EXCERPTED TEXT |

════════════════

Table 3 Wzy/WaaL and Alg8/BcsA amino acid patterns for cyanobacterial phylogenetic groups (see Supplementary Data 4: Figs S2 and S3).
Figure 6
figure 6

Amino acid patterns defined for cyanobacterial Wzy/WaaL and Alg8/BcsA.

The relative locations of the amino acid patterns defined for (a) Wzy/WaaL and (b) Alg8/BcsA cyanobacterial phylogenetic groups are shown as shaded regions. For each pattern, only one cyanobacterial sequence, indicated by locus tag and (strain name), is shown as example. When applicable, reference sequences are shown, indicated by species name and (conserved domain designation). Numbers refer to amino acid positions within the sequences. *Positions with conserved residues; Positions with residues of strongly similar properties; Positions with residues with weakly similar properties.

Discussion

Despite the increasing interest on cyanobacterial EPS, the knowledge on the specific pathways leading to its production is still limited. Hence, we proposed to identify genes/proteins related to the last steps of EPS production and evaluate its distribution among cyanobacteria. Although the number of strains in each Order/subsection is different, with Pleurocapsales/subsection II and Stigonematales/subsection V having fewer representatives, the dataset covers the phylum and reflects its diversity in terms of phylogenetic groups, morphological types and ecological niches26. For this purpose, a phylogenomic analysis was performed focusing on the characteristic genes/proteins of the main pathways of bacterial EPS assembly and export (see Fig. 1)16,30. However, the involvement of proteins from each of these pathways or their functional counterparts in the assembly of other surface polysaccharides, such as the O-antigen of LPS or the S-layer glycans, increases the complexity of the analysis24,25,31,32,33.

════════════════

(Saved entries)
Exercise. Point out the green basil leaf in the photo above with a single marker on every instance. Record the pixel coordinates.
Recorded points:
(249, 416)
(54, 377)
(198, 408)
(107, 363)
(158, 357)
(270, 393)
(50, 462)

════════════════

WHAT THE EXERCISE ASKS | Can you resume the excerpt on cyanobacterial EPS from the point where it stops? The items are separate material, apart from the excerpt on cyanobacterial EPS.

REPLY |
Concerning the selected Pfam domains, the most abundant in cyanobacteria are not exclusively related to EPS production, but also associated with other cellular activities, including transport, energy-sensing or mediation of protein-protein interactions34,35,36,37. The ones present in Alg8/BcsA or Wzy/WaaL (also very abundant in cyanobacteria) are specifically involved in the polymerization/ligation of bacterial polysaccharides16,38. The ones with the most restricted distribution or even absent are related to the production of particular polysaccharides, such as the enterobacterial common antigen (WzyE) or the modification and export of alginate or cellulose through the outer membrane (AlgF, Alginate_lyase, Alginate_exp, BcsB and BcsC_C)16,23,39.

As mentioned in the Results section tblastn searches were performed using Synechocystis sp. PCC 6803 sequences as query. This strategy was adopted since Synechocystis sp. PCC 6803 is a model cyanobacterium and, therefore, the role of some of these proteins is supported by functional studies11,12. Recently, two other studies identified EPS- and LPS-related genes in Microcystis spp. and Synechococcus elongatus PCC 7942, respectively7,10. In general, the genes identified in this work were the same before data curation. The main differences are the wzx genes in Microcystis and the wzy/waal in S. elongatus which are the less conserved and therefore do not pass the defined threshold.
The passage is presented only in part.